AIM: Show each line of the material that contains the string "tail". Case counts.

....

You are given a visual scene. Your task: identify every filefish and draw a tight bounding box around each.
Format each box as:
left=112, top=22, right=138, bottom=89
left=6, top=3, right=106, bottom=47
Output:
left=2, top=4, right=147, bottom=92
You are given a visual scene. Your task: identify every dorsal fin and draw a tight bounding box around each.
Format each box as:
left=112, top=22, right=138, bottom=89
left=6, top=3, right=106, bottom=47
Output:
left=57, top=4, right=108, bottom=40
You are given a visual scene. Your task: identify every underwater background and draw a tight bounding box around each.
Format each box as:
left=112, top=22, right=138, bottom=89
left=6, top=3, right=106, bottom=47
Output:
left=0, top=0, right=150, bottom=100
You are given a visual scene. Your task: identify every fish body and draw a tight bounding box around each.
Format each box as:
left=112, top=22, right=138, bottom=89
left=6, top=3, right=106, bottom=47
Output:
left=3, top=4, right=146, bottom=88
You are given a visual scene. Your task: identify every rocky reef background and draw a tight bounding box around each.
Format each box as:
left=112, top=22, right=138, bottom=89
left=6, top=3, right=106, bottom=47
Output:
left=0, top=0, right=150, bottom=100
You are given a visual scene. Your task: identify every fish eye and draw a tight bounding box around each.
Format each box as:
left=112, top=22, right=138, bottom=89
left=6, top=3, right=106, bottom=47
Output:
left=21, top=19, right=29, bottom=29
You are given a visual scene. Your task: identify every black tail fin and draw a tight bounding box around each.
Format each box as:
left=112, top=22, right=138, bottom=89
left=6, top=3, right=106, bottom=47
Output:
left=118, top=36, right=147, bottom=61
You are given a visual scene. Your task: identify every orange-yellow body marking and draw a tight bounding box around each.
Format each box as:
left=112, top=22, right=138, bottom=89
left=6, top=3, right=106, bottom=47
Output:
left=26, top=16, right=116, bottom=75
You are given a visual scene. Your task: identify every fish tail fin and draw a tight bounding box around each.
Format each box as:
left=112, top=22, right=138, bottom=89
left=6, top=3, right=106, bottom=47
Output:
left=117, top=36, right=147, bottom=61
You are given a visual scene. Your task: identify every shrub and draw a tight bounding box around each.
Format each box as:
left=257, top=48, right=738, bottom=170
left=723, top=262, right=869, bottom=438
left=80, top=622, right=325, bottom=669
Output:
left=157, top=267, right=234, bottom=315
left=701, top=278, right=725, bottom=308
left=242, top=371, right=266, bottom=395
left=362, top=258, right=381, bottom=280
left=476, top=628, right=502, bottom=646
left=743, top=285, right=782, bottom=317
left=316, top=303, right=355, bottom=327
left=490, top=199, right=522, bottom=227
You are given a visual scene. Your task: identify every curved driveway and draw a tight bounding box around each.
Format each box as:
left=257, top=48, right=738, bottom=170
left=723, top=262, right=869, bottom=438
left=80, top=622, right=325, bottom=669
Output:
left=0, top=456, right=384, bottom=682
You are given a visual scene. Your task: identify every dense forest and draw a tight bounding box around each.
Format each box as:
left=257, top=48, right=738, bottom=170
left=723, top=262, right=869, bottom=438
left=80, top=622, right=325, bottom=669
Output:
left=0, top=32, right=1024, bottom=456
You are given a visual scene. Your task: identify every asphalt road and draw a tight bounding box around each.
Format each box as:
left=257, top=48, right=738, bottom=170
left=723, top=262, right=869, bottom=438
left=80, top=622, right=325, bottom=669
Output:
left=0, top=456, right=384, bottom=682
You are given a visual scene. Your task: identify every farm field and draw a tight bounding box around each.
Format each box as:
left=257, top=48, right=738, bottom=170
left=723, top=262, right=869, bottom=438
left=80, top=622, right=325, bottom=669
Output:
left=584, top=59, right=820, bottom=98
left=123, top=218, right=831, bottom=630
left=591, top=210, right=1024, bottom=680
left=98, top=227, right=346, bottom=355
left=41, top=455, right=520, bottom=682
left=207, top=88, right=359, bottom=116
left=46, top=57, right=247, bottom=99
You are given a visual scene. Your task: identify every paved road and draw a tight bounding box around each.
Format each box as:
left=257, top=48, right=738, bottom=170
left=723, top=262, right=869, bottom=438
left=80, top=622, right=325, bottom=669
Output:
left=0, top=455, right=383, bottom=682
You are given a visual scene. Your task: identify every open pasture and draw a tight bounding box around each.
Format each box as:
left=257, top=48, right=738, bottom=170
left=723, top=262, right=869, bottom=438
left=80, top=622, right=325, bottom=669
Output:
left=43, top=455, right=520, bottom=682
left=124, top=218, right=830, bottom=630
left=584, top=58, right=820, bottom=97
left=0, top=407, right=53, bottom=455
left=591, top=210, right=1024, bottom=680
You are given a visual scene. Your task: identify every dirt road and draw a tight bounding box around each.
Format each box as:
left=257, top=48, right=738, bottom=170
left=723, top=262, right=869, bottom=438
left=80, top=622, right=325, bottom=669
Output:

....

EXPECTED OUTPUT:
You are given a visual scene. Your task: identify every black tail fin and draw a tight bounding box around each.
You are given a visual scene. Your task: identify every fish tail fin and draw a tight bounding box around each.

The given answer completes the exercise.